» **Aim**:
Starting at the line containing "written like (56,233)." and ending at the end of the records, reproduce those lines with "traffic tally" changed to "road survey" and nothing else altered. Omit the pictures from your reply.
=======
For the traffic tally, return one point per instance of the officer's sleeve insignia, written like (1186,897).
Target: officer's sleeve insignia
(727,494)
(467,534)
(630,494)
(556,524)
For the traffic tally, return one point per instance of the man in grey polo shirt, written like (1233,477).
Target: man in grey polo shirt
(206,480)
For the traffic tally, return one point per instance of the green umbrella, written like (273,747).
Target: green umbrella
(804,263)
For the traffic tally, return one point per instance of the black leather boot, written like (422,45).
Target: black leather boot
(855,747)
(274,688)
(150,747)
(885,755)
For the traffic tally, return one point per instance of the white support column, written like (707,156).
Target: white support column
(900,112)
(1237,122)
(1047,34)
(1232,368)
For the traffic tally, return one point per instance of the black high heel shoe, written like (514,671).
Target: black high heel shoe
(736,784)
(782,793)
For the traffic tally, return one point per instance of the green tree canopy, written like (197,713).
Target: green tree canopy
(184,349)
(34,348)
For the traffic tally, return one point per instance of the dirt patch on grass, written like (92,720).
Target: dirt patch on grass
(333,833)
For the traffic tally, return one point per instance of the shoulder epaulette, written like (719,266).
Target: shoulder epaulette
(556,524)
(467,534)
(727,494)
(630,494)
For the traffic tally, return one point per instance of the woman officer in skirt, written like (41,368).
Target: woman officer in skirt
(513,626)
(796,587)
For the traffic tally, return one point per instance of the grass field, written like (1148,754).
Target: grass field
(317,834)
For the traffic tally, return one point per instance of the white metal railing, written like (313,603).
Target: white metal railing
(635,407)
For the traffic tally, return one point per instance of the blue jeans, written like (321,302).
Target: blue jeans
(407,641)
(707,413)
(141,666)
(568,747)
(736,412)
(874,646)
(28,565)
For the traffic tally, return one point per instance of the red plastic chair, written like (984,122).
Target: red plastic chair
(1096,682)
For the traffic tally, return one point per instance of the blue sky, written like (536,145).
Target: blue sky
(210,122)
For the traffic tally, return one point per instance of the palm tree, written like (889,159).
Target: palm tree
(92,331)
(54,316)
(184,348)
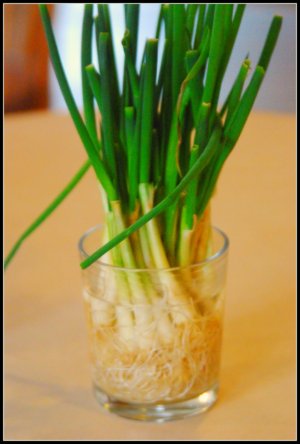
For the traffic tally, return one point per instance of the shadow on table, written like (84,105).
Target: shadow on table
(45,393)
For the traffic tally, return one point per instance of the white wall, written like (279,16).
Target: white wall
(277,92)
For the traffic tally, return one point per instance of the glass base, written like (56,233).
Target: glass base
(159,412)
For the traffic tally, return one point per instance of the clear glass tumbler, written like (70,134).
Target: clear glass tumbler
(155,334)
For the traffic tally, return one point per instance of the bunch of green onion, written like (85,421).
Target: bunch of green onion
(163,138)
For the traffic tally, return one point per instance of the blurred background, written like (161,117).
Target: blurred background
(29,82)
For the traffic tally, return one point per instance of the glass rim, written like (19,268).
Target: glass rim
(218,255)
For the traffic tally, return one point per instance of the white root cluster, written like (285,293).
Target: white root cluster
(147,367)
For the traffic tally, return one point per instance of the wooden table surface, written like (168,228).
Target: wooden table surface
(47,381)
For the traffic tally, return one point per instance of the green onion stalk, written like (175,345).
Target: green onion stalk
(158,151)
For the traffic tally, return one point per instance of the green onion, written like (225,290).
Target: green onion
(164,137)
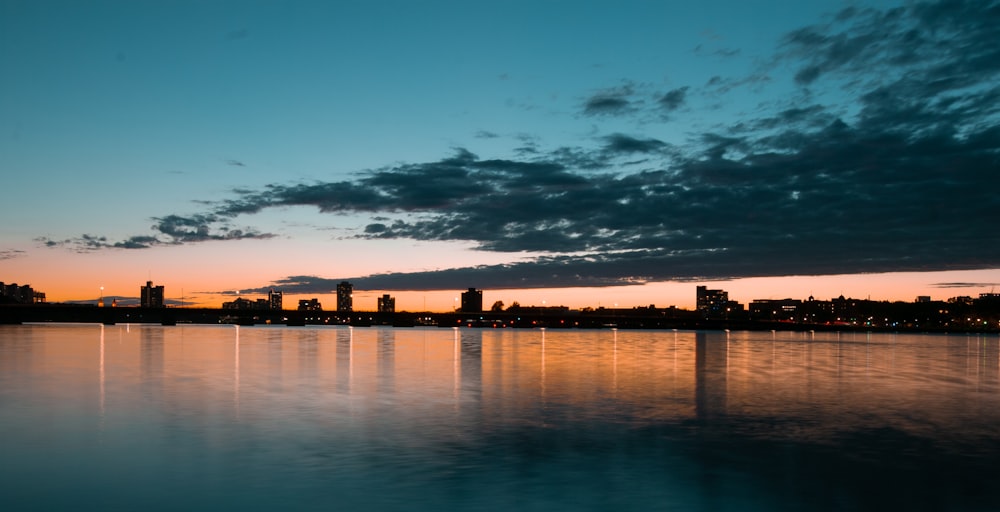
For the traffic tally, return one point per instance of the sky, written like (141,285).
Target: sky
(548,152)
=======
» **Output of the task**:
For the road survey, return one point per instance of the glass base, written like (56,233).
Target: glass base
(159,412)
For the road survey, return one point per instance of the clear glass tumbler, written like (70,134).
Target: clear glass tumbler
(155,334)
For the road survey, return one point per instance of the bunch of green onion, written like (85,421).
Target: bunch of green onion
(163,138)
For the road survey, return one point per instance of the blurred background, written like (161,117).
Target: blurred background
(29,82)
For the road survey, return one point per instance of the glass rim, written like (19,268).
Target: glass rim
(218,255)
For the road survey, return one point per instance of the white root cluster, written like (285,293).
Target: white root cluster
(147,367)
For the road survey, return one point per instance of the wooden table surface, written like (168,228).
Target: wooden table surface
(47,381)
For the road survey, return one point per instance of the green onion stalk, written like (175,345).
Target: green onion stalk
(158,151)
For the road survey, return one point per instance of the green onion, written like (225,290).
Target: green onion
(164,137)
For the road survey, return one point per instance of the sky, written like (141,285).
Target: sky
(548,152)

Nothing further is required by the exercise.